[Records]:
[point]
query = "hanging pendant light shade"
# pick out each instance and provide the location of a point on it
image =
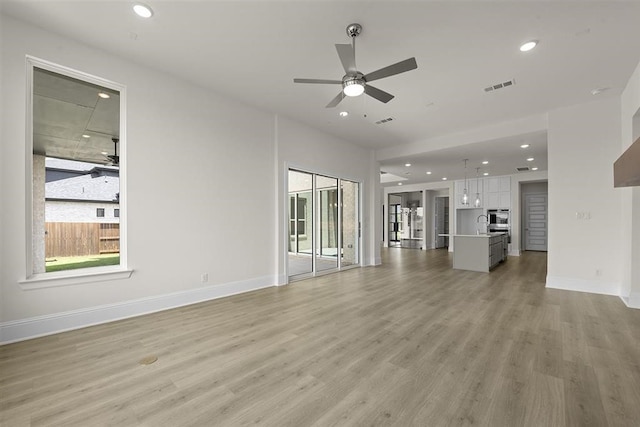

* * *

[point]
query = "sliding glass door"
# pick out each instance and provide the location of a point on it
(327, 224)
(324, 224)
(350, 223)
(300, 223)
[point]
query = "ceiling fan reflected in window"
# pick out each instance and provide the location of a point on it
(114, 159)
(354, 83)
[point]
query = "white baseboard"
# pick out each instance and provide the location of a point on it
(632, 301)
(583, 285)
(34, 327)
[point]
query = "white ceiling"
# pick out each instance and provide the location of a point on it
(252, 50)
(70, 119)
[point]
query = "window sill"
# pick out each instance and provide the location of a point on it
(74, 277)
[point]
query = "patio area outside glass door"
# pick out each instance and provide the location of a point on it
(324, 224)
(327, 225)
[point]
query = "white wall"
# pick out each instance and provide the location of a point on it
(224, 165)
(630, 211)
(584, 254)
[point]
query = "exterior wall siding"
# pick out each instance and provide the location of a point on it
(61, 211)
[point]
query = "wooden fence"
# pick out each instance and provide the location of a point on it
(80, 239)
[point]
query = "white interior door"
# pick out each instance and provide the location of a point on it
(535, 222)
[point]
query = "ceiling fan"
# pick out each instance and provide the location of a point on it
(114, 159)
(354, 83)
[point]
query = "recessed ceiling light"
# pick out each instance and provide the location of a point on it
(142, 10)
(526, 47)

==

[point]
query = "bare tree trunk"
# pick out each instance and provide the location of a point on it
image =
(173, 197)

[Your instructions]: Look over the listing and return each line that holds "white".

[Response to the task]:
query = "white baseboard"
query = "white ceiling"
query = "white wall"
query = "white interior door"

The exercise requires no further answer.